*Task to complete*.
Copy the data below word for word, starting at the line that contains "phrase -- utility pole" and continuing through the final line.

*Records shown*.
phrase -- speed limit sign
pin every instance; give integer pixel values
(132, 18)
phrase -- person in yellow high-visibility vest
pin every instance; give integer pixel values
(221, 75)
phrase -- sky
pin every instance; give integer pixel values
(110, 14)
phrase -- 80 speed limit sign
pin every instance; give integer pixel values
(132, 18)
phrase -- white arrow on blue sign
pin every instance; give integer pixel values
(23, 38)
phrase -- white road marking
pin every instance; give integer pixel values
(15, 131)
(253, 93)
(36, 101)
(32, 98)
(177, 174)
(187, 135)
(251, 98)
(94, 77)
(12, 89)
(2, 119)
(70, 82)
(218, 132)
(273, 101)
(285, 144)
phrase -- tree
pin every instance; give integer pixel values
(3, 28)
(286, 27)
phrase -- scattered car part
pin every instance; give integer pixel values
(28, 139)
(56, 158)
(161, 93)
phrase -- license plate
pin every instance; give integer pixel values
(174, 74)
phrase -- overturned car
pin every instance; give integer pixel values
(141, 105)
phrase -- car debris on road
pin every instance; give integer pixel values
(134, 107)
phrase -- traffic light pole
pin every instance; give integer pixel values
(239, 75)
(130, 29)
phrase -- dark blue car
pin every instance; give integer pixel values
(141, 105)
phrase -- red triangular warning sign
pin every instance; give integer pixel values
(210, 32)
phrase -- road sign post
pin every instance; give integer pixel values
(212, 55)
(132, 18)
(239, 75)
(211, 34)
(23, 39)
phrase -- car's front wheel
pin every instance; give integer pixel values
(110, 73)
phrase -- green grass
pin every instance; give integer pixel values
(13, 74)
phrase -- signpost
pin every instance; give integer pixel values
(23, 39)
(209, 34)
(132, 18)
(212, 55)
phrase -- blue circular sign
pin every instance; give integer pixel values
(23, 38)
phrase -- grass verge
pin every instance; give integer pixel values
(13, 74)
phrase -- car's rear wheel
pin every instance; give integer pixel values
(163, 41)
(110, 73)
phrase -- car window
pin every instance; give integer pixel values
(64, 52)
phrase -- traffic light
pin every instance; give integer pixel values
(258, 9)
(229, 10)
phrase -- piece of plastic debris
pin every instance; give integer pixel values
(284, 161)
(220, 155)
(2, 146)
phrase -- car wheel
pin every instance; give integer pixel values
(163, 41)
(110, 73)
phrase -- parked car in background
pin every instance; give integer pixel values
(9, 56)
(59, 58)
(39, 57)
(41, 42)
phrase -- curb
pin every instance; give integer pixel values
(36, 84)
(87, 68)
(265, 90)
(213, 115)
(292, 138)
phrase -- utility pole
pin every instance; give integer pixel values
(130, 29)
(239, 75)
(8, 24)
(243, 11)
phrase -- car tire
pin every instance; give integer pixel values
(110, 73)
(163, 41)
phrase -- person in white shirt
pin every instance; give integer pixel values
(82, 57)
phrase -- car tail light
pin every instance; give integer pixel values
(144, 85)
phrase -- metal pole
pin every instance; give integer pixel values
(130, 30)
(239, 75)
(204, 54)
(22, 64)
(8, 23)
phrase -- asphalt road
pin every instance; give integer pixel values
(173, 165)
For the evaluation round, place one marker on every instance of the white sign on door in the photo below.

*Answer to this exercise*.
phrase -- utility pole
pin every instance; give integer pixel values
(130, 29)
(239, 75)
(8, 24)
(243, 11)
phrase -- car tire
pin every instance; give integer pixel values
(110, 73)
(163, 41)
phrase -- person in white shirt
pin every instance; give integer pixel values
(82, 57)
phrase -- car tail light
pin every instance; give integer pixel values
(144, 85)
phrase -- metal pole
pin every instance; give integer pixel values
(130, 30)
(239, 75)
(204, 54)
(22, 64)
(8, 23)
phrase -- asphalt road
pin every instance; give integer pixel values
(173, 165)
For the evaluation round, place one marker on every instance of the white sign on door in the photo below.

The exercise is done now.